Point annotation dataset records:
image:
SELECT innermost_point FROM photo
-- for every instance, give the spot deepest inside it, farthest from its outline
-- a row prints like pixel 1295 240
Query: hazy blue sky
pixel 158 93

==

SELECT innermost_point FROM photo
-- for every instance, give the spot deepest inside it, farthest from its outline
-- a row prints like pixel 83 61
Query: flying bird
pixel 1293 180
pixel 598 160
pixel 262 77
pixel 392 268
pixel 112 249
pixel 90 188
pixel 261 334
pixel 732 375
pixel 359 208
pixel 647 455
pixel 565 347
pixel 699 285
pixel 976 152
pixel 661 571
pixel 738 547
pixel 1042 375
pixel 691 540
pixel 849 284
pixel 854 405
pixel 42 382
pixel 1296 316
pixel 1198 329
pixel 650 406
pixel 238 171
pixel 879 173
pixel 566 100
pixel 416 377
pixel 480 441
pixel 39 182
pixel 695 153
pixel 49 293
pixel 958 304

### Required work
Locate every line in the records above that contains the word "like", and copy each such line in full. Matches must agree in case.

### Right answer
-- a row prints like pixel 1295 240
-- a row prints like pixel 83 61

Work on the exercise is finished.